Region pointing data
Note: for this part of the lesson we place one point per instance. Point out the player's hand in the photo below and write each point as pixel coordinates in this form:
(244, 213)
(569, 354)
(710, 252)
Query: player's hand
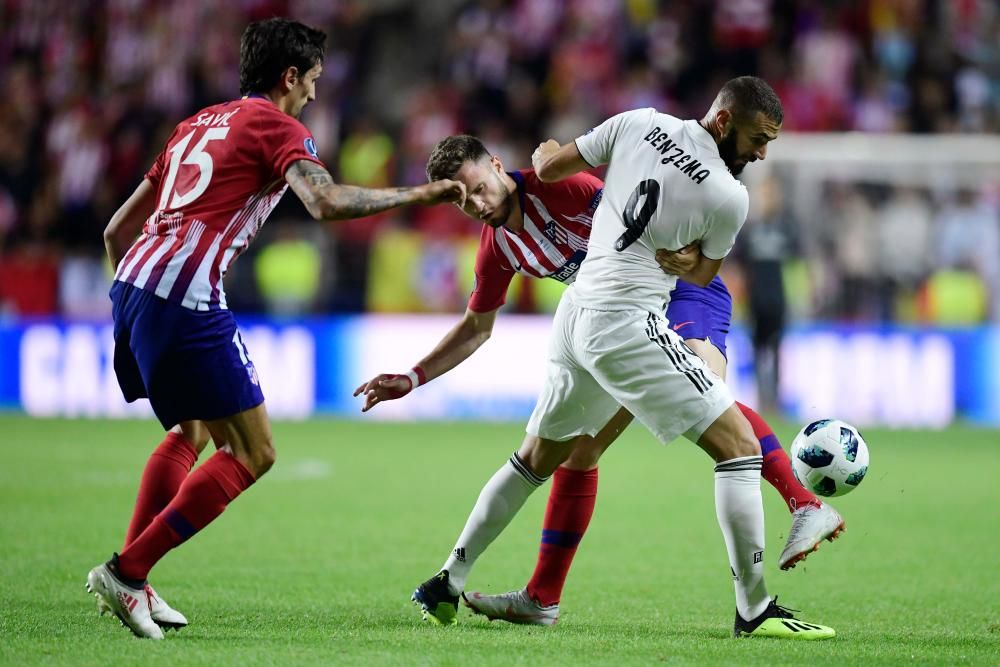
(443, 191)
(384, 387)
(679, 262)
(545, 149)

*What you are asked to do*.
Please return the entries above exactly as they appear, but without the pictures.

*Task solution*.
Note: for this part of the lesson we place one point per instance. Point out the player's hand in the photo below and write each point as pixel coordinates in this form:
(244, 213)
(569, 354)
(710, 252)
Query: player's hand
(443, 191)
(384, 387)
(679, 262)
(545, 149)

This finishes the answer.